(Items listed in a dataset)
****************
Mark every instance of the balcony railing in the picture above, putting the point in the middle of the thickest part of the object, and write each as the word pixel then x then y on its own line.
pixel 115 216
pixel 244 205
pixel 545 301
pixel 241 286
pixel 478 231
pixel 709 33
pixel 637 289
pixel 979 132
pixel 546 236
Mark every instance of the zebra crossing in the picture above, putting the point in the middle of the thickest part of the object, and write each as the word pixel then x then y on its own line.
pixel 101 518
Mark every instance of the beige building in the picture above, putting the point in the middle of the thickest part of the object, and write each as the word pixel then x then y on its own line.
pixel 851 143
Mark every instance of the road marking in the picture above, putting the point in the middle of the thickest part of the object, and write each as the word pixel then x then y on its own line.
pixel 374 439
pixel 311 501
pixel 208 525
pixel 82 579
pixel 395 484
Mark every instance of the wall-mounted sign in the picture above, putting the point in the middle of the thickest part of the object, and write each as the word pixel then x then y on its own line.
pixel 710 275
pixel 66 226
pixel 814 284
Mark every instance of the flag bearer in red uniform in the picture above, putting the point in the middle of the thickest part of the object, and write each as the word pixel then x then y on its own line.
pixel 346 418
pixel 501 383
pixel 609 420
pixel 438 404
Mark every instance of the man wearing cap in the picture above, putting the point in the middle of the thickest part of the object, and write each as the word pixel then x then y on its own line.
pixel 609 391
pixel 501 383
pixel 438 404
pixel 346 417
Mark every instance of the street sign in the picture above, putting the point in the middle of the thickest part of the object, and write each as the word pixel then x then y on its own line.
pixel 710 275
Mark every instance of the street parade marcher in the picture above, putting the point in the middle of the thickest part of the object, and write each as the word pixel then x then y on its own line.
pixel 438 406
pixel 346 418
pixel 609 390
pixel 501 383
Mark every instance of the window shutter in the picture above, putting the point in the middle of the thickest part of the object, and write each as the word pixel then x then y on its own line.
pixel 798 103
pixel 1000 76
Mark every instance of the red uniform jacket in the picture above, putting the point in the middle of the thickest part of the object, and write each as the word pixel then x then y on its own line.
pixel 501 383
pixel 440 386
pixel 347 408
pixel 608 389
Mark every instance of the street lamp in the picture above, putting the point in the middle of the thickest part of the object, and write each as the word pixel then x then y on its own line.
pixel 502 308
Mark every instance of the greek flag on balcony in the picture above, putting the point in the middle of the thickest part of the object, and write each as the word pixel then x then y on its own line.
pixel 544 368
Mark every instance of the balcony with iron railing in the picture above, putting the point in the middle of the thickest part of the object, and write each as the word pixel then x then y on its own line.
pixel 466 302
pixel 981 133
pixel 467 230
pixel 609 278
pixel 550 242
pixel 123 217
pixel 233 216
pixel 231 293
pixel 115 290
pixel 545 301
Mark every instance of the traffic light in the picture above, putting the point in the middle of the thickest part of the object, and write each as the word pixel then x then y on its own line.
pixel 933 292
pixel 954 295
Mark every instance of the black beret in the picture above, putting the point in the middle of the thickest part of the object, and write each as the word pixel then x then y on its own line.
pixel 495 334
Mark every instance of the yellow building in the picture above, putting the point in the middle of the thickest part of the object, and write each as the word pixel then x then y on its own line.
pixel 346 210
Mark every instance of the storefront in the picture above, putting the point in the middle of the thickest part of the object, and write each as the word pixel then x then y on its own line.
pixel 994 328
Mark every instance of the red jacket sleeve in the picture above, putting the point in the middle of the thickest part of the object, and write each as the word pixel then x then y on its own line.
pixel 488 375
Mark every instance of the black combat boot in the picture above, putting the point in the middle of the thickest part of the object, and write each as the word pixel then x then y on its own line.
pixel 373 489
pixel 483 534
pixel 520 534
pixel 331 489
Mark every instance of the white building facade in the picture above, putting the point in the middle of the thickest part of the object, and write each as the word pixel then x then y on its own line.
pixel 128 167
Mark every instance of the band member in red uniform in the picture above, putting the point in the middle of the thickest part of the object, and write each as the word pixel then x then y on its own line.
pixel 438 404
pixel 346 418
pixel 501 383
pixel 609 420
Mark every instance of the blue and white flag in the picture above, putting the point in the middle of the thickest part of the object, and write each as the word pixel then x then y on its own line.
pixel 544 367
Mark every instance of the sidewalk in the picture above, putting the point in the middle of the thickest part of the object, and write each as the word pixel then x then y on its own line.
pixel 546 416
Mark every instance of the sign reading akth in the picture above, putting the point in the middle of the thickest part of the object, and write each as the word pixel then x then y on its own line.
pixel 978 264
****************
## Goal of the exercise
Set the records above down again. Match them exactly.

## Answer for the task
Mark every instance of the balcony railing in the picture above, putting the point in the middle of the thickest part of the object, and write each as the word pixel then x then y on its own line.
pixel 115 216
pixel 244 205
pixel 545 301
pixel 241 286
pixel 478 231
pixel 709 33
pixel 637 289
pixel 979 132
pixel 546 236
Mark every instance of the zebra crossing in the picture above, putting the point in the middle of the thickest part of the object, and write each as the word pixel then x then y on its own line.
pixel 101 518
Mark every instance of the beige building in the picture above, putting the point in the middle of the thickest part of the object, and write each as the word pixel then x then y on its own line.
pixel 851 143
Mark every instance of the road marking in the picture above, putting the point in the middle of the thickest part of the object, and write each as the word pixel then x then y on its own line.
pixel 374 439
pixel 311 501
pixel 208 525
pixel 82 579
pixel 395 484
Mark every instance of the wall-mounted sign in the picture above, putting the point in the middle of the thickest part of the object, and write each as the word pixel then x then y on its own line.
pixel 710 275
pixel 66 226
pixel 814 284
Mark every instance of the flag bearer in red uniform in the picture above, putting the point in the middle of the thickest part of the object, and write each as the word pixel then x then y on its own line.
pixel 346 418
pixel 501 383
pixel 609 420
pixel 438 404
Mark every instance of the man wearing cap in the picture above, putting the point in the middle of the thickest part of the object, and write each as the word pixel then x then y on its own line.
pixel 609 391
pixel 501 383
pixel 438 404
pixel 346 417
Mark every instance of the street sign in the picture above, putting the point in the middle of the thickest part of the object, and write each as the word pixel then x then y on its own line.
pixel 710 275
Mark every instance of the street parade marcher in the picture above, putting the point in the middle of the thickest part of the object, and write each as the word pixel then x then y on its own line.
pixel 438 406
pixel 346 418
pixel 609 390
pixel 501 383
Mark every instance of the window shutter in the picture above, putting the point in the middle of the thickest part of the object, and write each as the word pixel then x then y on its own line.
pixel 798 103
pixel 1000 76
Mark every instance of the red uniform jacket in the picture above, putting the point in the middle of the thickest part of the object, and write each as the word pixel then x then y on its own line.
pixel 501 383
pixel 440 386
pixel 347 408
pixel 608 389
Mark every instance of the street lamp in the picture above, putting the point in the middle of the thickest part of the object, and write each as the word pixel then x then y on its own line.
pixel 502 308
Mark every instance of the greek flag on balcony in the picture above, putting the point in the middle of the thickest part of the object, and write each as the word pixel then x then y on its own line.
pixel 544 368
Mark every instance of the balcony with iron railing in the picture above, putting the point in the middle of the thickest part of the object, and write each as the word pixel then x then y on its own line.
pixel 466 302
pixel 981 133
pixel 467 230
pixel 609 278
pixel 550 242
pixel 123 217
pixel 233 216
pixel 231 293
pixel 115 290
pixel 545 301
Mark every instance of the traffic light in the picture above, putting the point in the middle of the thickest part of the object, and write each as the word pixel then x then y on its own line.
pixel 933 292
pixel 954 295
Mark every instance of the black beret in the picture above, putting the point in the middle of the thickest part of the object, and write each as the word pixel then x then y on its own line.
pixel 495 334
Mark every instance of the yellow building in the picture above, putting the point in the middle of the thickest part of the object, and write each as the word pixel then x then y on its own line.
pixel 346 210
Mark every instance of the storefront in the picture above, putting the point in the middle of the thickest part of the object, and write each as the word pixel then x then y on its own line.
pixel 994 328
Mark every instance of the red jacket sleeve in the picture above, putting the point in the middle of the thickest part of the object, and write each as the word pixel then x then y on its own line.
pixel 488 375
Mark every instance of the black combat boot in the picture above, putting the point in the middle of the thickest part of the object, and write each as the word pixel then x then y on its own line.
pixel 373 489
pixel 483 534
pixel 520 534
pixel 331 489
Mark every instance of the white building facade in the picture above, putting the point in the middle of the thickest part of the object, and write each as the word pixel then x then y on its own line.
pixel 128 167
Mark every instance of the band member in red uniform in the picture above, putting the point in the middle of the thickest part of the object, and write each as the word pixel then x then y on its own line.
pixel 438 404
pixel 346 418
pixel 501 383
pixel 609 420
Mark every instance of the blue and white flag in the picture above, putting the point in the middle of the thickest part of the object, and write each as the word pixel then x then y on its own line.
pixel 544 367
Mark every instance of the sidewalk in the picture above, putting the point in the middle of the thickest part of the object, and write each as the word pixel then x then y on its own line.
pixel 546 416
Mark every instance of the sign reading akth in the picture above, putting the point in the middle of the thickest part of the object, and write each as the word pixel then x then y on its own line.
pixel 978 264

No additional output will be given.